*Problem:* Extract every line of the material below that contains the word "white", matching its case exactly.
----
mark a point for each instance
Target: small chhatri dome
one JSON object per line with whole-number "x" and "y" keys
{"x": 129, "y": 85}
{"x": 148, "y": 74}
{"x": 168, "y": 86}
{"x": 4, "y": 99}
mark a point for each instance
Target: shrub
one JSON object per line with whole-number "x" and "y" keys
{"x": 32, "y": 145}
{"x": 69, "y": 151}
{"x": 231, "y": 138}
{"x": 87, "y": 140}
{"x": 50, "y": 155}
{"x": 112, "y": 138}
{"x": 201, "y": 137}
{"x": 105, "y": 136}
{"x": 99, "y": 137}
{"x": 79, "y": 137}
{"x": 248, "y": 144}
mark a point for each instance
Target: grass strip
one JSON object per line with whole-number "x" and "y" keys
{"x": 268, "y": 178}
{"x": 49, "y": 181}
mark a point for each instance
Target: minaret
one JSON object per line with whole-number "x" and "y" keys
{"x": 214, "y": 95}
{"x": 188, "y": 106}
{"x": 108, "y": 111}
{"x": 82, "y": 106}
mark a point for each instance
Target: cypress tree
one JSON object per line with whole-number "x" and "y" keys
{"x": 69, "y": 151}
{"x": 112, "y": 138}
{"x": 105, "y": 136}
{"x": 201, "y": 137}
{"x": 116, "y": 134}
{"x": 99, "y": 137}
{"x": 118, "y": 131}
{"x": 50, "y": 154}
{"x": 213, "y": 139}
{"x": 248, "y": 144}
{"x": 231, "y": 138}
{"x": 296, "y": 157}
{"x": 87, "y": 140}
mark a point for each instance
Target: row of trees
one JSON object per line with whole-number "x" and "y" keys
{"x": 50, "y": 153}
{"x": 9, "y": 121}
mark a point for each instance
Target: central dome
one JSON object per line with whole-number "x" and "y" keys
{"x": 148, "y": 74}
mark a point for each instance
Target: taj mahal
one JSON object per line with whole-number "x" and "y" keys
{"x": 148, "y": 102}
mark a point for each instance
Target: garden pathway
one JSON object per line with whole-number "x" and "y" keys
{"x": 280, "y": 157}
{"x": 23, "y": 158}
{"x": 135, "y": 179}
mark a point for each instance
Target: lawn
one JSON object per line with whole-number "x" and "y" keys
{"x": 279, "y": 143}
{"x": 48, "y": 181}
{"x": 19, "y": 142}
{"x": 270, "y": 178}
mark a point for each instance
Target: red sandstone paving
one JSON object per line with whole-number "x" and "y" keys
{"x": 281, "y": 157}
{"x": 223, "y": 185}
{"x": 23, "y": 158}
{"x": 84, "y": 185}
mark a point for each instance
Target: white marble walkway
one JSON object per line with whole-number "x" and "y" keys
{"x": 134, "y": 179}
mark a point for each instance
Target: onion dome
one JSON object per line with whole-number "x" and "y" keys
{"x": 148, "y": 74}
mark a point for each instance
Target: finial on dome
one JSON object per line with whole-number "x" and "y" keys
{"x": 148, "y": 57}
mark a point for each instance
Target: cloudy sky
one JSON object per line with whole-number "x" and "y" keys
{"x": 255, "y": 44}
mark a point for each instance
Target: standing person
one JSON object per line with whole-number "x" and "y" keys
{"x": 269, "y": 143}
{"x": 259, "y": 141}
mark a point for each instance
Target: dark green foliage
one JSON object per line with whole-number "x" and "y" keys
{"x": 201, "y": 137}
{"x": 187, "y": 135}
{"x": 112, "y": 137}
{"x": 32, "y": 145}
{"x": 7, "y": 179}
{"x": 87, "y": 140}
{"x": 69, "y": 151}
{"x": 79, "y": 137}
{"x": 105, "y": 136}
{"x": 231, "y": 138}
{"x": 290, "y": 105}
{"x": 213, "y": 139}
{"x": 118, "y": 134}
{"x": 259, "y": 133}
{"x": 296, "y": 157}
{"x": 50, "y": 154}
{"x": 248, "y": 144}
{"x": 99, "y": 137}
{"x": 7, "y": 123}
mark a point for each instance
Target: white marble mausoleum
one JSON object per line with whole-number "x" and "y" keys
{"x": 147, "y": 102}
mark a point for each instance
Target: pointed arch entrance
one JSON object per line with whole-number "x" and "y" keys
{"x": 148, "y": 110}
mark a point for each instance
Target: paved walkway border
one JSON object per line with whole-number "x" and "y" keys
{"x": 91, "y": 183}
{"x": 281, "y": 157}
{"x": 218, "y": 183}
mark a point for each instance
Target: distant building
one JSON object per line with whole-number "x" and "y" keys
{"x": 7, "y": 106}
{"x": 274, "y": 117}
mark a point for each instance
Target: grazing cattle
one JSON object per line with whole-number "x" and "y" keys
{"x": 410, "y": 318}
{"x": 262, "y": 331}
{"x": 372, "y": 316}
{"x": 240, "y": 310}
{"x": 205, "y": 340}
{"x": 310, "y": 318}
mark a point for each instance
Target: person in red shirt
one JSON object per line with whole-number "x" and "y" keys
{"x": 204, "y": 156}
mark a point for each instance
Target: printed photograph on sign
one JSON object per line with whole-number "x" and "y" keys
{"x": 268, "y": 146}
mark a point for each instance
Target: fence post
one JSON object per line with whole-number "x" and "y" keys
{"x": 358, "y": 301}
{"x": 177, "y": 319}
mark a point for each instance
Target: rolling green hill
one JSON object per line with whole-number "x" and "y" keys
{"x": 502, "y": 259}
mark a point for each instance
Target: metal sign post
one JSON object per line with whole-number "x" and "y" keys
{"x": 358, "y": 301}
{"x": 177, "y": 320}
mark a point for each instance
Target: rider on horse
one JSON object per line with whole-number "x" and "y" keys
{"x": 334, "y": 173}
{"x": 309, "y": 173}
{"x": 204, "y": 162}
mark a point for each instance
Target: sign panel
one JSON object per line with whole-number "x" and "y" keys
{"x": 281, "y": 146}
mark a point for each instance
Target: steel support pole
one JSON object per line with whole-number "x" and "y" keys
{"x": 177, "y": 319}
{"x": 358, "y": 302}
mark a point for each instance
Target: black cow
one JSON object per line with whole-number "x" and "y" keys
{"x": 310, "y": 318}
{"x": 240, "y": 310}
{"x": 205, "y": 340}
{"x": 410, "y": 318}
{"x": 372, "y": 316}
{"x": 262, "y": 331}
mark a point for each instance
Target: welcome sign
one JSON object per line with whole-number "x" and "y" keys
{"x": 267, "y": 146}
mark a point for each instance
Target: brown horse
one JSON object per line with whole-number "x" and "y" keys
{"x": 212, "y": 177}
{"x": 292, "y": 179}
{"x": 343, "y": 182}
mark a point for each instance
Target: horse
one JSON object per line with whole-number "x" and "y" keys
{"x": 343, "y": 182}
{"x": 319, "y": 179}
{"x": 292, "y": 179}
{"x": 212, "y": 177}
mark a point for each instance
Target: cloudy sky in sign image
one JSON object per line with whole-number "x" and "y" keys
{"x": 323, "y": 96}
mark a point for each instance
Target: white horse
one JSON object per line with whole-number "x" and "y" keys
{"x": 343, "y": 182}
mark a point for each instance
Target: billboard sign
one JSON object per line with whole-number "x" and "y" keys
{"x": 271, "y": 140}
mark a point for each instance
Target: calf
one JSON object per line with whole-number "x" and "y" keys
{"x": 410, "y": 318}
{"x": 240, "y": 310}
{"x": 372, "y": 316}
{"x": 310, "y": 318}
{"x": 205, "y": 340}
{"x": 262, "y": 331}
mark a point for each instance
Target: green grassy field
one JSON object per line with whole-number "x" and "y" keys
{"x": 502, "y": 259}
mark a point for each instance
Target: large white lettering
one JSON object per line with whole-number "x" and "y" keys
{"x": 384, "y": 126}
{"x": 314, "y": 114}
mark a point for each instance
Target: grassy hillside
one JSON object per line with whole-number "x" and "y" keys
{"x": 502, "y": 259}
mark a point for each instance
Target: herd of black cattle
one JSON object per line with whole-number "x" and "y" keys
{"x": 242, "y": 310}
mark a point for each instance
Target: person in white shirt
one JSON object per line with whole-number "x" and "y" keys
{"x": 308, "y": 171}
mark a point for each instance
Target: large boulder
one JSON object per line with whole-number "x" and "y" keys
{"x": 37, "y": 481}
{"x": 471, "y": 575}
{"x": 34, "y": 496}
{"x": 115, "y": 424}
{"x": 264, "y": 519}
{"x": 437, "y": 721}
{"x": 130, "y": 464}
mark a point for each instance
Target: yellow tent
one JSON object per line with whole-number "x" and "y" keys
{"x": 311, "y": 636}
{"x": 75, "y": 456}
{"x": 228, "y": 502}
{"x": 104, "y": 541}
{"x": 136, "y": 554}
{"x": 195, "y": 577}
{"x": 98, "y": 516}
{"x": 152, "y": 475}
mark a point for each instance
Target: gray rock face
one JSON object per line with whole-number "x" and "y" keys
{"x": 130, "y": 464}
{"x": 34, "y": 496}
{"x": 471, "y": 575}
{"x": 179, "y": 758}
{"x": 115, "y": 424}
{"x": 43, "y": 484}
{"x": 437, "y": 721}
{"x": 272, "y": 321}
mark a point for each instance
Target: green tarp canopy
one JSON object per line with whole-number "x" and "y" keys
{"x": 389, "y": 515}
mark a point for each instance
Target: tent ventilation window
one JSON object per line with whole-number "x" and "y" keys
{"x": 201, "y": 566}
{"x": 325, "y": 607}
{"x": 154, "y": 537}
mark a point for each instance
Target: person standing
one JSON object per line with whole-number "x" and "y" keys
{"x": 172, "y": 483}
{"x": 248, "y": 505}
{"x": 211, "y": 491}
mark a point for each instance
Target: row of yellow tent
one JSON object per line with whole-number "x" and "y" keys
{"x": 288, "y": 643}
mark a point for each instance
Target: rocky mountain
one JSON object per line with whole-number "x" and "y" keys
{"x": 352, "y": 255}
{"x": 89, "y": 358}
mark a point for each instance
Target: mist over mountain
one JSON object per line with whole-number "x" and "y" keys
----
*Task solution:*
Target: white marble walkway
Target: white marble mausoleum
Target: white horse
Target: large white lettering
Target: person in white shirt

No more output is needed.